::: RECORDS FOR PROCESSING

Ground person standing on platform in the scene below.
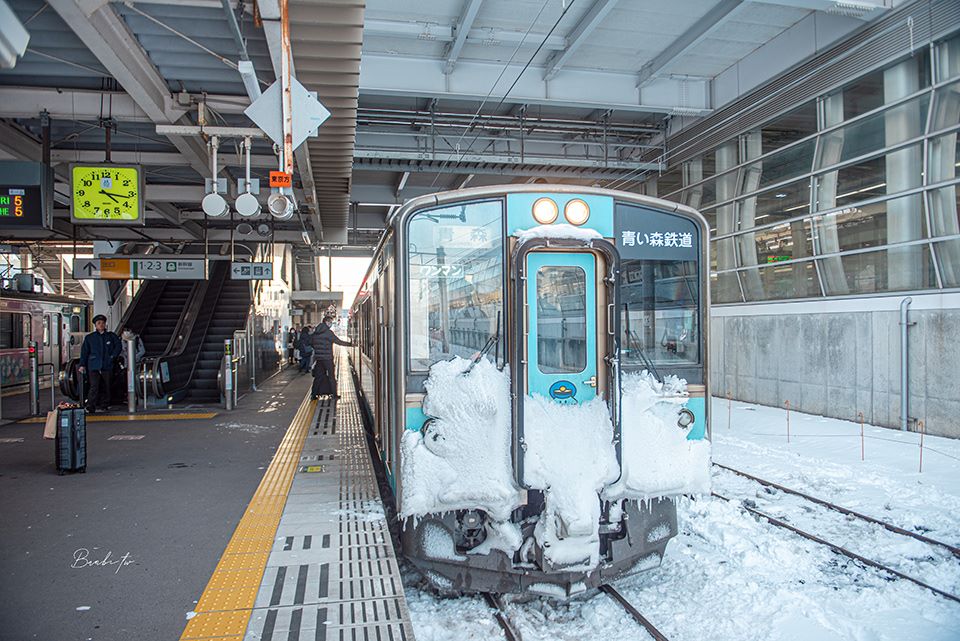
[79,314,123,414]
[287,325,300,365]
[297,325,313,374]
[310,315,353,398]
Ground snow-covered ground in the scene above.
[407,399,960,641]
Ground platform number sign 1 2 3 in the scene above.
[70,165,142,223]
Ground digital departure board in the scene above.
[0,185,44,229]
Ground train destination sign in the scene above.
[230,262,273,280]
[0,185,44,229]
[73,256,207,280]
[0,160,52,231]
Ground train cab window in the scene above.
[620,260,700,368]
[537,266,587,374]
[407,200,503,371]
[0,313,30,349]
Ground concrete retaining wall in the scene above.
[710,295,960,438]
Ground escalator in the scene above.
[135,280,198,356]
[60,280,202,402]
[60,260,251,403]
[187,268,250,403]
[146,261,251,403]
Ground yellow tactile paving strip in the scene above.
[180,396,317,641]
[20,412,218,423]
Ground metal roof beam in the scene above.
[50,149,277,169]
[350,158,666,181]
[543,0,617,80]
[395,171,410,198]
[360,52,712,115]
[363,18,567,51]
[149,202,203,240]
[49,0,209,176]
[0,86,250,122]
[443,0,483,75]
[637,0,743,87]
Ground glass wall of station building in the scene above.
[657,34,960,304]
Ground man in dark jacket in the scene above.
[79,314,123,414]
[310,316,353,398]
[297,325,313,374]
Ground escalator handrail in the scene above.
[116,281,169,336]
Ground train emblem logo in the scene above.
[550,381,577,402]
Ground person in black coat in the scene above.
[310,316,353,398]
[297,325,313,374]
[78,314,123,414]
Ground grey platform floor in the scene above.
[0,370,310,641]
[245,358,414,641]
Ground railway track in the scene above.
[483,592,522,641]
[713,463,960,558]
[711,484,960,603]
[600,584,669,641]
[483,585,669,641]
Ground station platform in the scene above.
[0,352,413,641]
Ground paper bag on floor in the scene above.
[43,410,57,438]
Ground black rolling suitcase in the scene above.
[56,407,87,474]
[54,374,87,475]
[310,363,333,398]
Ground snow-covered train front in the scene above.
[350,185,710,596]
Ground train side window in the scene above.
[407,199,503,371]
[537,266,587,374]
[0,312,30,349]
[620,260,700,368]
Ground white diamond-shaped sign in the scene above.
[243,78,330,149]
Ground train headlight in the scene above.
[563,198,590,227]
[533,198,560,225]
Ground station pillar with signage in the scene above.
[91,240,129,330]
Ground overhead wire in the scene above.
[430,0,576,188]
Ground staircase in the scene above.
[186,265,250,403]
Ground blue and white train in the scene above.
[350,185,710,596]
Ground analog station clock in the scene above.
[70,164,143,225]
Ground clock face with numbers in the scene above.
[70,164,143,225]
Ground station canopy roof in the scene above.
[0,0,902,282]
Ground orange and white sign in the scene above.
[270,171,293,187]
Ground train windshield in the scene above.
[537,265,587,374]
[620,260,700,368]
[407,200,503,370]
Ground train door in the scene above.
[41,312,63,370]
[523,251,606,403]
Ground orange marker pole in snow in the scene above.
[727,392,733,429]
[917,421,925,472]
[857,412,863,461]
[784,401,790,443]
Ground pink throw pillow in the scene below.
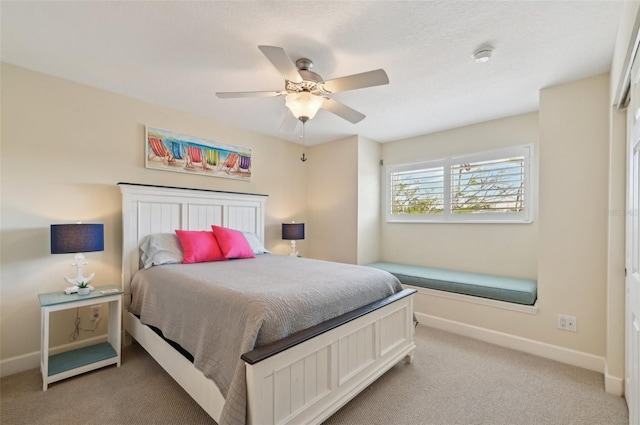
[176,230,226,264]
[211,226,255,258]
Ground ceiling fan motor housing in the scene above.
[285,58,325,95]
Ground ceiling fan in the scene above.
[216,46,389,129]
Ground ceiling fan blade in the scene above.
[322,97,366,124]
[319,69,389,93]
[280,109,298,133]
[258,46,303,83]
[216,91,286,99]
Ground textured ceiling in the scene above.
[0,0,622,144]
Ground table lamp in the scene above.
[282,222,304,257]
[51,223,104,286]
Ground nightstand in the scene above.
[38,285,123,391]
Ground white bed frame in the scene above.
[119,183,415,425]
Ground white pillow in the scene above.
[140,233,184,269]
[242,232,271,255]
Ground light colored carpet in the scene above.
[0,326,629,425]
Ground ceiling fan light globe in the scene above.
[285,92,324,120]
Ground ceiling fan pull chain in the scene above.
[300,120,307,162]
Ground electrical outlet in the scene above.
[89,304,102,323]
[558,314,578,332]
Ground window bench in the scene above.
[368,262,538,305]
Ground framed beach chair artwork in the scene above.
[145,126,252,181]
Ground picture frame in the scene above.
[145,125,253,181]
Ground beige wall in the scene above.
[358,137,382,264]
[382,113,538,278]
[306,136,358,264]
[538,75,608,356]
[0,64,308,364]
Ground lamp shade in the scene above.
[51,224,104,254]
[282,223,304,241]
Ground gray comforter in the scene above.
[131,255,402,425]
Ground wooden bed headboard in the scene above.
[118,183,267,300]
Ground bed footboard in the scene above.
[243,290,415,425]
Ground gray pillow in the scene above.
[242,232,271,255]
[140,233,184,269]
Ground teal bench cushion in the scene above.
[368,262,538,305]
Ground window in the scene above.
[386,145,532,223]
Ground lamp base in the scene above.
[64,254,96,286]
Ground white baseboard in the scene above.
[604,365,624,397]
[416,312,608,372]
[0,335,107,378]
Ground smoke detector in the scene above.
[471,46,493,63]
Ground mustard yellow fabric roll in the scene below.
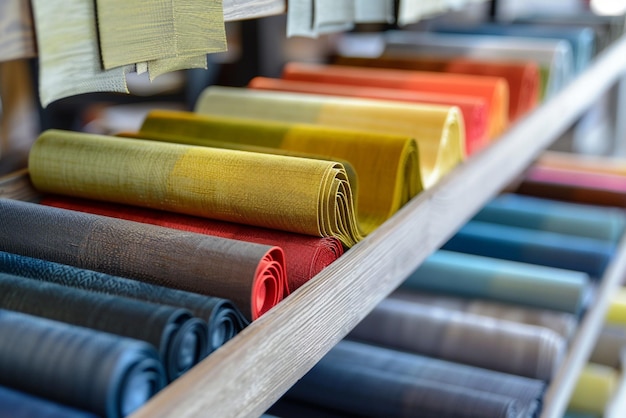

::::::

#### [PROBLEM TO WORK ON]
Print every row above word for word, leaving out the pictures.

#### [OUTPUT OF THE EXERCISE]
Ground person standing on platform in the scene below.
[79,314,123,414]
[287,325,300,365]
[297,325,313,374]
[310,315,353,398]
Ground snow-covered ground in the scene above.
[407,399,960,641]
Ground platform number sign 1 2 3 in the scene above.
[70,165,142,223]
Ground digital departure board in the scene above.
[0,185,44,229]
Ground train destination sign in the scene above.
[230,262,273,280]
[0,185,44,229]
[73,256,207,280]
[0,160,52,231]
Ground train cab window in the scene above.
[620,260,700,368]
[537,266,587,374]
[407,200,503,371]
[0,313,30,349]
Ground concrete retaining wall in the scene above.
[710,295,960,438]
Ground escalator in the scene above.
[135,280,198,356]
[60,280,202,402]
[60,260,251,403]
[187,268,250,403]
[146,261,251,403]
Ground yellow tactile paving strip in the scene above.
[180,396,317,641]
[20,412,218,423]
Ground metal roof beam in the scene above.
[50,149,277,169]
[350,158,666,181]
[543,0,617,80]
[395,171,410,198]
[360,52,712,115]
[363,18,567,51]
[149,202,203,240]
[49,0,209,176]
[0,86,250,122]
[443,0,483,75]
[637,0,743,87]
Ground glass wall of station building in the scene above.
[657,34,960,304]
Ground man in dark jacket in the scene above.
[79,314,123,414]
[310,316,353,398]
[297,325,313,374]
Ground escalator handrail in the scene above.
[116,281,169,336]
Ground train emblem logo in the scene above.
[550,381,577,402]
Ground person in black coat in the scene above.
[310,316,353,398]
[297,325,313,374]
[78,314,123,414]
Ground grey platform floor in the scene above.
[0,370,310,641]
[245,358,414,641]
Ground railway track in the scene above.
[483,592,522,641]
[713,463,960,558]
[711,484,960,603]
[600,584,669,641]
[483,585,669,641]
Ground station platform in the scene above.
[0,352,413,641]
Ground paper bag on floor in the scene above.
[43,410,57,438]
Ground black rolling suitcase in the scene above.
[56,407,87,474]
[54,374,87,475]
[310,363,333,398]
Ground snow-covered train front in the scene above.
[350,185,710,596]
Ground train side window in the scene above.
[407,199,503,371]
[537,266,587,374]
[0,312,30,349]
[620,260,700,368]
Ground white diamond-shaped sign in the scene above.
[243,78,330,149]
Ground train headlight in the scene above.
[563,198,590,227]
[533,198,560,225]
Ground station pillar with signage in the scene above.
[91,240,129,330]
Ground overhead wire in the scene above.
[430,0,576,188]
Ground staircase in the scene above.
[186,265,250,403]
Ground blue and white train in the scene above.
[350,185,710,596]
Ground analog station clock in the scene above.
[70,164,143,225]
Ground clock face with numbers in the scene above.
[70,164,143,225]
Ground station canopy roof in the scene above.
[0,0,902,282]
Ground orange and white sign in the scene above.
[270,171,293,187]
Ground train windshield in the scene above.
[537,265,587,374]
[620,260,700,368]
[407,200,503,370]
Ground train door in the scene above.
[41,312,63,370]
[523,251,606,403]
Ground orange marker pole in snow in the scene above.
[727,392,733,429]
[917,421,925,472]
[857,412,863,461]
[784,401,790,443]
Ground pink throw pillow in the scene below.
[176,230,226,264]
[211,226,255,258]
Ground ceiling fan motor housing in the scene above.
[285,58,325,95]
Ground ceiling fan in the scene above.
[216,46,389,129]
Ground ceiling fan blade in the scene above.
[322,97,366,124]
[319,69,389,93]
[280,109,298,133]
[258,46,303,83]
[216,91,286,99]
Ground textured ceiling in the scene above.
[0,0,622,144]
Ground table lamp in the scene above.
[282,222,304,257]
[51,223,104,286]
Ground nightstand in the scene above.
[38,285,123,391]
Ground white bed frame in the scene above.
[119,183,415,425]
Ground white pillow in the scene above.
[140,233,184,269]
[242,232,271,255]
Ground light colored carpet in the scene above.
[0,326,629,425]
Ground ceiling fan light globe in the scene above.
[285,92,324,120]
Ground ceiling fan pull chain in the scene above.
[300,120,307,162]
Ground electrical outlet in the scene above.
[89,304,102,323]
[558,314,578,332]
Ground window bench in the scene above.
[368,262,538,305]
Ground framed beach chair artwork in the scene above.
[145,126,252,181]
Ground picture frame in the scene above.
[145,125,253,181]
Ground beige wall in the scene above.
[358,137,382,264]
[382,113,538,278]
[306,136,358,264]
[538,75,608,356]
[0,64,308,364]
Ground lamp shade in the scene above.
[51,224,104,254]
[282,223,304,241]
Ground gray comforter in the scene above.
[131,255,402,425]
Ground wooden bed headboard in the scene above.
[118,183,267,300]
Ground bed footboard in the scene above.
[243,290,415,425]
Ground gray pillow in the scene above.
[242,232,271,255]
[140,233,184,269]
Ground teal bench cushion in the scene above.
[368,262,538,305]
Ground window in the scene above.
[386,145,532,223]
Ground lamp base in the scene above.
[64,254,96,286]
Ground white baseboard in the scene above.
[604,365,624,397]
[416,312,608,372]
[0,335,107,378]
Ground smoke detector in the scene above.
[471,46,493,63]
Ground mustard yellow fabric roll in the scene below.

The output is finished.